* PASSAGE PROVIDED *
┄┄┄┄┄┄
Systematic Reviews and Adversarialism: Truth and Arbitrariness

In my last post, I laid out some of the major arguments for favoring adversarial debates about scientific evidence over independent experts. Now I want to start pointing out how systematic reviews retain the benefits of independent expertise while addressing the concerns raised by the defenders of adversarialism. In this post I'll talk about the relationship between systematic reviews and (1) uncovering the truth and (2) avoiding arbitary outcomes; in a subsequent post I'll take on party control and dispute resolution.

At one level, my previous posts (assuming you accept my arguments) make the question of truth-finding a trivial issue. Systematic reviews produce knowledge better than adversarial techniques, whether in a courtroom or a lab. But I want to take care to point out how systematic reviews directly confront the concerns voiced about independent experts.

1. Incentives to find relevant evidence. The rigorous search methods used in systematic reviews are designed to find every relevant study. Part of the impetus to develop EBP was the very fear that researchers often overlooked important results. But these search methods are still being developed, and analysts may still miss studies. Not a problem. Here, systematic reviews and adversarialism can work hand in hand: let the parties submit studies for consideration. Such an approach retains the information-gathering incentives of adversarialism while preserving the independence of the review itself.

2. Incentives to find the best expert. First, we have a definitional issue. The best expert for the parties is not necessarily the best expert for the factfinder. Parties have an incentive to find the expert who will advocate their positions most strongly. So if the evidence strongly favors Party A over Party B, the best expert for Party B is likely the worst expert for a neutral factfinder trying to get to the truth. So by "best" I mean best for the factfinder.
┄┄┄┄┄┄
* DATASET ROWS *
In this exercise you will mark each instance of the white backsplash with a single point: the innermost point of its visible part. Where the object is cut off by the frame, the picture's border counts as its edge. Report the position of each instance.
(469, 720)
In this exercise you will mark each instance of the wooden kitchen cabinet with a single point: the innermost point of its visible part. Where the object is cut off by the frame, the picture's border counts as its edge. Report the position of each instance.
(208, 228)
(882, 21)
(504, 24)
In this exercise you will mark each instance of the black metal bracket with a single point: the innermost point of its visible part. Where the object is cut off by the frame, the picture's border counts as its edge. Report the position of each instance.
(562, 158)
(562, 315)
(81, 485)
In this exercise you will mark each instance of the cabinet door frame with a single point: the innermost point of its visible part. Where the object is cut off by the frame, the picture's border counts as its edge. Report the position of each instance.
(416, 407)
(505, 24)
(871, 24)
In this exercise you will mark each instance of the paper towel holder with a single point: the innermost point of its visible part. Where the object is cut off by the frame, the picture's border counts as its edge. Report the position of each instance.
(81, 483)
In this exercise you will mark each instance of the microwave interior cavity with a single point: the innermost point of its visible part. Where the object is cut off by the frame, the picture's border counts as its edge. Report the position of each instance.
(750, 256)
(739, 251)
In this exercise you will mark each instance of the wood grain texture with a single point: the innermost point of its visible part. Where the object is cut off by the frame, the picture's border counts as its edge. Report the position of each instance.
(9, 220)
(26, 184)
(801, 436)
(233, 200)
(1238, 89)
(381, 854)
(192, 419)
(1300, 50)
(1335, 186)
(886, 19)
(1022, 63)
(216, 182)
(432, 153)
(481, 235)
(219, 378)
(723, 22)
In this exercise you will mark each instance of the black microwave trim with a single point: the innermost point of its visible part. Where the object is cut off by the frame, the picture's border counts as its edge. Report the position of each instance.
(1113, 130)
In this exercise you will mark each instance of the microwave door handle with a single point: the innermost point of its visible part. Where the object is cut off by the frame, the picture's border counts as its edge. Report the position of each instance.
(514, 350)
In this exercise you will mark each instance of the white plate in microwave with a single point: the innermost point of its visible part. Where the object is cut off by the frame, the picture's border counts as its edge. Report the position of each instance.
┄┄┄┄┄┄
* OBJECTIVE 1 *
Condense the paragraph in the post on systematic reviews and adversarialism that begins "1. Incentives to find relevant evidence." into a short bulleted list that keeps its main points.
* OBJECTIVE 2 *
Report every line of the records that contains the word "door".

* RESPONSE 1 *
- Systematic reviews use rigorous search methods designed to find every relevant study.
- The development of EBP was driven partly by fear that researchers often overlooked important results.
- These search methods are still being developed, so analysts may still miss studies.
- The proposed remedy is to let the parties submit studies for consideration. This keeps the information-gathering incentives of adversarialism while preserving the review's independence.

* RESPONSE 2 *
In this exercise you will mark each instance of the cabinet door frame with a single point: the innermost point of its visible part. Where the object is cut off by the frame, the picture's border counts as its edge. Report the position of each instance.
In this exercise you will mark each instance of the microwave door handle with a single point: the innermost point of its visible part. Where the object is cut off by the frame, the picture's border counts as its edge. Report the position of each instance.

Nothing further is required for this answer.